==== DATA SHOWN

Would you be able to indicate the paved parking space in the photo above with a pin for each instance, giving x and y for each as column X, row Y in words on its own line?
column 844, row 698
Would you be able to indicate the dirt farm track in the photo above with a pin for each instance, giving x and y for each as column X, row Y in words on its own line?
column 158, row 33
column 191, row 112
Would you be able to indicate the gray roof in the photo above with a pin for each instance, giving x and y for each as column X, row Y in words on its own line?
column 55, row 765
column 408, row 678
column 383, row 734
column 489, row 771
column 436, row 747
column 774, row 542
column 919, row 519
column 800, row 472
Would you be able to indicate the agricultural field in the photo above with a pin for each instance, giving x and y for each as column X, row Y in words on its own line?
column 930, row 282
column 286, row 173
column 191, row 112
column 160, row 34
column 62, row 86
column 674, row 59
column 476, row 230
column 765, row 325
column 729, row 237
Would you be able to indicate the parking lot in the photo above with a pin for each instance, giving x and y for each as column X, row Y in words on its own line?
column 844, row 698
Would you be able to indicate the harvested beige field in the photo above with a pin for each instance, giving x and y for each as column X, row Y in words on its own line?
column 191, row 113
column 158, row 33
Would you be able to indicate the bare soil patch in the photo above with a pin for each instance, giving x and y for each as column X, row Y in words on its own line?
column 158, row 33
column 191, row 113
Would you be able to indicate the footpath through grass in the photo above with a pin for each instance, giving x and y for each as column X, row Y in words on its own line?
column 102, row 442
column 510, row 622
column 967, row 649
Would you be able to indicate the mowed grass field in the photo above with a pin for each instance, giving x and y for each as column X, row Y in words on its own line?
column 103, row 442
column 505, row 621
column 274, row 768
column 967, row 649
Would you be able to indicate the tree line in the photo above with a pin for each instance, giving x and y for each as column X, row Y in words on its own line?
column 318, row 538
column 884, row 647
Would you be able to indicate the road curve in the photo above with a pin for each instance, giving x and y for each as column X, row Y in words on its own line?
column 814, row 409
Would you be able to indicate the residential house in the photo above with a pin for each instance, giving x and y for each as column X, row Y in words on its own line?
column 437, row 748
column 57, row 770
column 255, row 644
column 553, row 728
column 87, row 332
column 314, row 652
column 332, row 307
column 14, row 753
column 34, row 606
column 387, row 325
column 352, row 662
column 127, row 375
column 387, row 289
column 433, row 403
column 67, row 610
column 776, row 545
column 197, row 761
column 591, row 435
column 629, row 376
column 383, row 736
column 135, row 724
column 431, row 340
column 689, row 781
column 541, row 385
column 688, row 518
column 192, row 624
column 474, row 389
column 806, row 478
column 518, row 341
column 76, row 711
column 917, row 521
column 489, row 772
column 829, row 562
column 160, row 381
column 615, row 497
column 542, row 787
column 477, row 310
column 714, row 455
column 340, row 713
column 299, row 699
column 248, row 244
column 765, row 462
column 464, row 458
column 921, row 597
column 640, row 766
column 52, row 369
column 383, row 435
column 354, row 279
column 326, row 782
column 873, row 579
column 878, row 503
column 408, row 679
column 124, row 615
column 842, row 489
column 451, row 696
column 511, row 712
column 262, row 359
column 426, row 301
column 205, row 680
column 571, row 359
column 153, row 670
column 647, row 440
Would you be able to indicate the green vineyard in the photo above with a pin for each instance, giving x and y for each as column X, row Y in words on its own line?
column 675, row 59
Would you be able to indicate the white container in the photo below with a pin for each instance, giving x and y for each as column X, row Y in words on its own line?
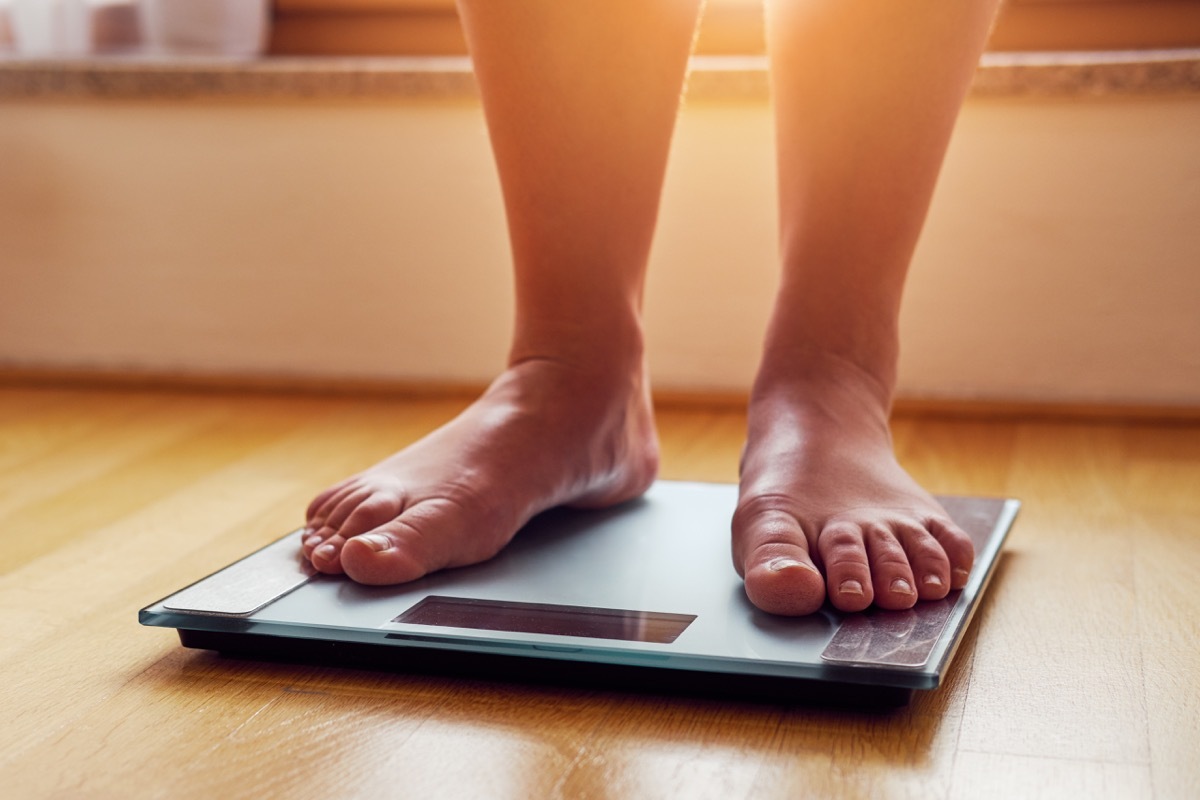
column 40, row 28
column 73, row 28
column 6, row 41
column 237, row 28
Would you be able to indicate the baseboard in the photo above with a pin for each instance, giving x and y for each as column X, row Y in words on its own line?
column 667, row 400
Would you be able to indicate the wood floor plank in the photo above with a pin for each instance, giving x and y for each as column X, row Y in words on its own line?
column 1078, row 678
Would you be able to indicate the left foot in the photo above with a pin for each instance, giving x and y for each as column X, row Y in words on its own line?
column 826, row 510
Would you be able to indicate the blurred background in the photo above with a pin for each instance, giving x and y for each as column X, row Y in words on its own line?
column 318, row 238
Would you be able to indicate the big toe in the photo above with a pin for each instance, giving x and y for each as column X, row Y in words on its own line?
column 772, row 554
column 382, row 557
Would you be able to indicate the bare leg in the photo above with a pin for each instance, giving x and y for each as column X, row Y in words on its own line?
column 867, row 92
column 581, row 100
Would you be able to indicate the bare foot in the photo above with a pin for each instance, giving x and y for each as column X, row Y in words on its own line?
column 825, row 507
column 545, row 433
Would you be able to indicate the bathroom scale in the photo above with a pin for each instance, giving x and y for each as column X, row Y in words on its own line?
column 637, row 596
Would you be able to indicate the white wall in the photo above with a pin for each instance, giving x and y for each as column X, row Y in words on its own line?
column 324, row 239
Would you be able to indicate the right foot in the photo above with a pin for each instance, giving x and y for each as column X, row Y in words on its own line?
column 544, row 434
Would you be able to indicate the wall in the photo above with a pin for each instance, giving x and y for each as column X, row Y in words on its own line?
column 323, row 239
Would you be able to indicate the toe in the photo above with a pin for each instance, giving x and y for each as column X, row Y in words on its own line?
column 928, row 560
column 327, row 555
column 958, row 548
column 370, row 512
column 891, row 573
column 389, row 554
column 772, row 553
column 323, row 506
column 847, row 571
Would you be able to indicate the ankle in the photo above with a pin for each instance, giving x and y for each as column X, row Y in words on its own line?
column 822, row 391
column 610, row 353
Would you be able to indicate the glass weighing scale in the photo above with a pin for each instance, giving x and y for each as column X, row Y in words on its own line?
column 639, row 596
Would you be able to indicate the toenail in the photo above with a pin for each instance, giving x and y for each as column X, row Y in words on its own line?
column 378, row 542
column 785, row 563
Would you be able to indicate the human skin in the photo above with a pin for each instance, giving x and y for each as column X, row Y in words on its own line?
column 581, row 101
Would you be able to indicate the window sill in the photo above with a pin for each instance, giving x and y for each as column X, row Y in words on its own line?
column 713, row 78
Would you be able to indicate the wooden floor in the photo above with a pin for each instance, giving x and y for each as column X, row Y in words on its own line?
column 1080, row 677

========

EXERCISE
Convert the records from the line containing "Would you be able to indicate the harvested" to the line containing "column 814, row 409", both ends included, into a Markdown table with the columns Row and Record line. Number each line in order and omit any blank lines.

RESPONSE BELOW
| Row | Record line |
|---|---|
| 1 | Would you be able to indicate the harvested beige field in the photo above with a pin for each instance, giving x and y for each as column X, row Y in words on its own line? |
| 2 | column 191, row 113 |
| 3 | column 158, row 33 |
| 4 | Would you be able to indicate the bare soil patch in the photo above with a pin for each instance, giving x and y for each as column X, row Y in words on its own line? |
| 5 | column 158, row 33 |
| 6 | column 191, row 113 |
| 7 | Would you be able to indicate the footpath through grass in the photo above with a pin for each instance, giving x and y for each as column X, row Y in words on its own line? |
| 8 | column 102, row 442 |
| 9 | column 510, row 622 |
| 10 | column 967, row 649 |
| 11 | Would you be able to indicate the mowed grass field in the photo above with a pin for each instance, giving x and y for each as column X, row Y in words on its own line? |
| 12 | column 103, row 442 |
| 13 | column 505, row 621 |
| 14 | column 274, row 768 |
| 15 | column 967, row 649 |
| 16 | Would you be able to indicate the tree line in the photo above with a pin for each instance, giving x and y for each as column X, row Y in words on its own line? |
| 17 | column 318, row 538 |
| 18 | column 884, row 647 |
| 19 | Would you be able to indicate the road curve in the photo above with a pin for each instance, giving x and y for each as column X, row Y in words on its own line? |
| 20 | column 814, row 409 |